▶ _PASSAGE GIVEN_:

One point of contention in high network loads is the dst_release() performed
when a transmited skb is freed. This is because NIC tx completion calls
dev_kree_skb() long after original call to dev_queue_xmit(skb).

CPU cache is cold and the atomic op in dst_release() stalls. On SMP, this is
quite visible if one CPU is 100% handling softirqs for a network device,
since dst_clone() is done by other cpus, involving cache line ping pongs.

It seems right place to release dst is in dev_hard_start_xmit(), for most
devices but ones that are virtual, and some exceptions.

David Miller suggested to define a new device flag, set in alloc_netdev_mq()
(so that most devices set it at init time), and carefuly unset in devices
which dont want a NULL skb->dst in their ndo_start_xmit().

List of devices that must clear this flag is :

- loopback device, because it calls netif_rx() and quoting Patrick :
    "ip_route_input() doesn't accept loopback addresses, so loopback packets
     already need to have a dst_entry attached."

▶ _STORED RECORDS_:
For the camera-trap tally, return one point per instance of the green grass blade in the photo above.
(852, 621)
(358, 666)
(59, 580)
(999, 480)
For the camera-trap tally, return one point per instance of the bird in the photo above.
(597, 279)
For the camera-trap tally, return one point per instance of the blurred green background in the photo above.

---

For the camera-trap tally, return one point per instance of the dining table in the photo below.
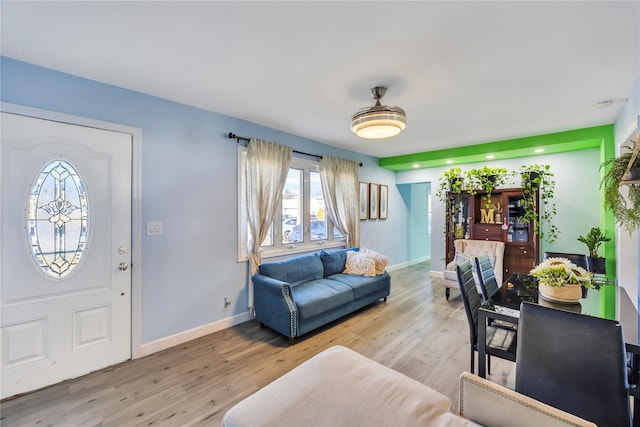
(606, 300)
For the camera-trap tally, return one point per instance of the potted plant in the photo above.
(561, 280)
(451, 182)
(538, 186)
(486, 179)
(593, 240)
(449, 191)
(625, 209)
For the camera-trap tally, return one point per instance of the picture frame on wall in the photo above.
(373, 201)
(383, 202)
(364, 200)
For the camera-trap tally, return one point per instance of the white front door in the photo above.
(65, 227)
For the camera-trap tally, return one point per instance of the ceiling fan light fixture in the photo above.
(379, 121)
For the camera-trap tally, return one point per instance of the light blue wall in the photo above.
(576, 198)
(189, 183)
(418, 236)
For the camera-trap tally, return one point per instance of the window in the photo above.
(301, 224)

==

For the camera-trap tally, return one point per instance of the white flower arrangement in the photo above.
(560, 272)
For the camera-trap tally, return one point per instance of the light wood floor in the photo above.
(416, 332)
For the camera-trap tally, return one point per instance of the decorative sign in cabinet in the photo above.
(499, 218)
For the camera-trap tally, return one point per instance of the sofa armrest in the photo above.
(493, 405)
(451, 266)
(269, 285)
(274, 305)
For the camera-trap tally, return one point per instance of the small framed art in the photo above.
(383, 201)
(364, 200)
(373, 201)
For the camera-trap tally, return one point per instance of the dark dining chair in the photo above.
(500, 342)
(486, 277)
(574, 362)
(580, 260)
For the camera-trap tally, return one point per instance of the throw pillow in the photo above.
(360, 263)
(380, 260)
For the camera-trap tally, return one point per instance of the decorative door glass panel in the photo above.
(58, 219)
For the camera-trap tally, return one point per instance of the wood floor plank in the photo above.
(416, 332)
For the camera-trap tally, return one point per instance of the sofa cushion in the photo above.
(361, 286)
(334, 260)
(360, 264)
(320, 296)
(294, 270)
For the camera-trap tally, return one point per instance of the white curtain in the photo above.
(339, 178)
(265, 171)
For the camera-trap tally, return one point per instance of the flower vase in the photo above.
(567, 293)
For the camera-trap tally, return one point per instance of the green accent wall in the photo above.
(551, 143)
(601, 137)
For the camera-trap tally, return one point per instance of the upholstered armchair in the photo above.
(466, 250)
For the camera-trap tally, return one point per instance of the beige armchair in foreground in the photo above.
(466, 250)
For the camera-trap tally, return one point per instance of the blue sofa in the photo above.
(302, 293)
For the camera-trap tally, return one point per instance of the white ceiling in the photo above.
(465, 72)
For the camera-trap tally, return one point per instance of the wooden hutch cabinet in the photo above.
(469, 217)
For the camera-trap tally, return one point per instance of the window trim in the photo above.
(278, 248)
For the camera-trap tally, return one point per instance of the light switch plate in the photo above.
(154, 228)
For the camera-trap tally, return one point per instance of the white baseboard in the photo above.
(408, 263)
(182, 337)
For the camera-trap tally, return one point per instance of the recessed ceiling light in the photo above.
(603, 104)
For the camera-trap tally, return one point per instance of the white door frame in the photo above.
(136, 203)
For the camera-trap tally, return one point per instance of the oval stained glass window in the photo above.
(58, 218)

▶ _EXERCISE SET_:
a) In the dst_release text, which function sets the new device flag?
b) Does each statement agree with the dst_release text? Answer yes or no for each, and quote the deciding words.
(i) NIC tx completion calls dev_kree_skb() soon after dev_queue_xmit(skb).
(ii) dst_clone() is done by other CPUs.
(iii) The text names dev_hard_start_xmit() as the right place to release dst for virtual devices.
c) Write what comes next in the dst_release text, starting after its last sentence.
The records have no role in what follows.

▶ _ANSWERS FOR THIS EXERCISE_:
a) It is set in alloc_netdev_mq(), so that most devices set it at init time.

b)
(i) No: "long after original call to dev_queue_xmit(skb)"
(ii) Yes: "since dst_clone() is done by other cpus, involving cache line ping pongs"
(iii) No: "for most devices but ones that are virtual, and some exceptions"

c)
- appletalk/ipddp.c : needs skb->dst in its xmit function

- And all devices that call again dev_queue_xmit() from their xmit function
(as some classifiers need skb->dst) : bonding, macvlan, eql, ifb, hdlc_fr

Signed-off-by: Eric Dumazet <dada1@cosmosbay.com>
---
 drivers/net/appletalk/ipddp.c   |    1 +
 drivers/net/bonding/bond_main.c |    1 +
 drivers/net/eql.c               |    1 +
 drivers/net/ifb.c               |    1 +
 drivers/net/loopback.c          |    1 +
 drivers/net/macvlan.c           |    1 +
 drivers/net/wan/hdlc_fr.c       |    1 +
 include/linux/if.h              |    3 +++
 net/core/dev.c                  |    9 +++++++++
 9 files changed, 19 insertions(+)

diff --git a/drivers/net/appletalk/ipddp.c b/drivers/net/appletalk/ipddp.c
index da64ba8..0268561 100644
--- a/drivers/net/appletalk/ipddp.c
+++ b/drivers/net/appletalk/ipddp.c
@@ -71,6 +71,7 @@ static struct net_device * __init ipddp_init(void)
 	if (!dev)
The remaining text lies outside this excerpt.